Given instruction: Only the lines from the one containing "spot the curry sauce." to the end of the entries should be written out, each exactly as it stands, both ends included.

-- start Extracted information --

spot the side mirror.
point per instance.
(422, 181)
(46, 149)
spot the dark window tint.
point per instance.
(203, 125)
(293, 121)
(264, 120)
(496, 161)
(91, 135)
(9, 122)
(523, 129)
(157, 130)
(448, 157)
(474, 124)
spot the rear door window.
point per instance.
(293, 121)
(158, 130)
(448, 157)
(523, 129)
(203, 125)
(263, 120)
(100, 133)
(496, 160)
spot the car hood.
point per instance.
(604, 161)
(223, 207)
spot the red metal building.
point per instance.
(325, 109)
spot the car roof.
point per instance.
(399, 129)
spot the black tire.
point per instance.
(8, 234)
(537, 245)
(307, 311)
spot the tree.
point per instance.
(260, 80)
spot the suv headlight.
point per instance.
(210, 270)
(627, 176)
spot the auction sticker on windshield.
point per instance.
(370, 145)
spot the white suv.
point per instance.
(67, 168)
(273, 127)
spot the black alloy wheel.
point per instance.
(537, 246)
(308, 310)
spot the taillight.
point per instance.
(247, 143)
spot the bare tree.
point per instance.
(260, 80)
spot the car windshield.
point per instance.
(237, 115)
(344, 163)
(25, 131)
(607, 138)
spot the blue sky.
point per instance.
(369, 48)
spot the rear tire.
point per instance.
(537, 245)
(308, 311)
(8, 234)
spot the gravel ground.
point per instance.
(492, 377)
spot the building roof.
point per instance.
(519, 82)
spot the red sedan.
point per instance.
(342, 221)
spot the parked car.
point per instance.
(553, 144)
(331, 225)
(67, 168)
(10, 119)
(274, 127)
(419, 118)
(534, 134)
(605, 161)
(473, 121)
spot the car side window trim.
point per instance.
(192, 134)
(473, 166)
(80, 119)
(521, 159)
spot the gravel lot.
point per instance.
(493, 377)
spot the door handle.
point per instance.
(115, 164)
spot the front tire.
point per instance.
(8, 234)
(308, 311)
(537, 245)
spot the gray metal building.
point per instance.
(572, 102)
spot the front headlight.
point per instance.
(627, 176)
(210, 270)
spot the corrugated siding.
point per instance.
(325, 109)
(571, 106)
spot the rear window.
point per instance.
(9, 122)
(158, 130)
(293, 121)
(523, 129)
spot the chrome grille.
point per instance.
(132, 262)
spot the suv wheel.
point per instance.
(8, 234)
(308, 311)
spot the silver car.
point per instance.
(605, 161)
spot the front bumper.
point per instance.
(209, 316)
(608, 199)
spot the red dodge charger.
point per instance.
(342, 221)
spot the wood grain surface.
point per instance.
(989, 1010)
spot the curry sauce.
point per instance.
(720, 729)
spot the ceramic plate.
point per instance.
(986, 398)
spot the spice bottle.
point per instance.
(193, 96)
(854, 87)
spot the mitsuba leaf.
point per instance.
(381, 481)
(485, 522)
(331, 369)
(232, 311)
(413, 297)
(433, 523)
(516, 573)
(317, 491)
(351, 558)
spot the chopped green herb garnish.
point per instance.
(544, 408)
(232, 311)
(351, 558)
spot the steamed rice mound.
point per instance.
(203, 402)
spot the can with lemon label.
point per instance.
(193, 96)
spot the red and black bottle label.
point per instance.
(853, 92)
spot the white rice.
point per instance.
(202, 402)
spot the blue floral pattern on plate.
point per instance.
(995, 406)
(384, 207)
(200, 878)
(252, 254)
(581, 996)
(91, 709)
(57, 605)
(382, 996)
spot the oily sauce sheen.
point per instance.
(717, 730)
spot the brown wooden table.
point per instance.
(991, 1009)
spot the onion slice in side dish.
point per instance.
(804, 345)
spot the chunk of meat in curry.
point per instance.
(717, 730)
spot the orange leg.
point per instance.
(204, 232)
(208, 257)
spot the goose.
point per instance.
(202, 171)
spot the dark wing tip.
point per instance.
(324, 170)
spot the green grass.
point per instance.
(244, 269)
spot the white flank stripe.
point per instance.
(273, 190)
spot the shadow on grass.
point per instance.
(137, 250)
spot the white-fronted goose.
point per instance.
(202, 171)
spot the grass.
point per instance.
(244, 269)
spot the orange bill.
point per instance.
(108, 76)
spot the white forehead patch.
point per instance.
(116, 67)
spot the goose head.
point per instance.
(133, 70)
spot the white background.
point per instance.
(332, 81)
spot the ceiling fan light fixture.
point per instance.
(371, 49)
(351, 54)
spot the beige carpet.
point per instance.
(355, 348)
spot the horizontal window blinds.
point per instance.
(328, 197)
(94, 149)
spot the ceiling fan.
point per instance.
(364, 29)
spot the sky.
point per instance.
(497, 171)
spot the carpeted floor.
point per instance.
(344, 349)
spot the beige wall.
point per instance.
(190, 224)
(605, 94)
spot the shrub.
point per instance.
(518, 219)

-- end Extracted information --

Solution for this task:
spot the curry sauce.
point per instance.
(720, 729)
spot the ceramic plate.
point per instance.
(986, 398)
spot the spice bottle.
point per instance.
(193, 96)
(854, 87)
spot the mitsuba leaf.
point per instance.
(381, 481)
(485, 522)
(331, 369)
(232, 311)
(413, 297)
(433, 523)
(516, 573)
(317, 491)
(351, 558)
spot the chopped green herb garnish.
point per instance.
(544, 408)
(232, 311)
(351, 558)
spot the steamed rice mound.
point per instance.
(203, 402)
spot the can with lemon label.
point per instance.
(193, 96)
spot the red and black bottle label.
point per instance.
(853, 92)
spot the white rice.
point per instance.
(202, 402)
spot the blue floral pattern on plate.
point per instance.
(995, 406)
(384, 207)
(200, 878)
(252, 254)
(581, 996)
(91, 709)
(57, 605)
(382, 996)
spot the oily sauce sheen.
point per instance.
(717, 730)
spot the brown wooden table.
point per instance.
(991, 1009)
spot the onion slice in side dish.
point per instance.
(804, 345)
spot the chunk of meat in curry.
point per instance.
(717, 730)
spot the orange leg.
point per instance.
(204, 232)
(208, 257)
spot the goose.
point per instance.
(202, 171)
spot the dark wing tip.
point per instance.
(324, 170)
spot the green grass.
point per instance.
(244, 269)
spot the white flank stripe.
point per instance.
(273, 190)
spot the shadow on grass.
point per instance.
(137, 250)
spot the white-fronted goose.
point per instance.
(202, 171)
spot the grass.
point per instance.
(244, 269)
spot the orange bill.
point per instance.
(108, 76)
spot the white forehead patch.
point per instance.
(116, 67)
spot the goose head.
point per instance.
(133, 70)
spot the white background.
point per instance.
(332, 81)
spot the ceiling fan light fixture.
point per instance.
(371, 49)
(351, 54)
spot the beige carpet.
point per instance.
(355, 348)
spot the horizontal window blinds.
point per instance.
(328, 197)
(94, 149)
spot the ceiling fan.
point per instance.
(364, 29)
spot the sky.
point per instance.
(497, 171)
spot the carpeted floor.
point per instance.
(344, 349)
spot the beige wall.
point per instance.
(190, 224)
(605, 94)
spot the shrub.
point per instance.
(518, 219)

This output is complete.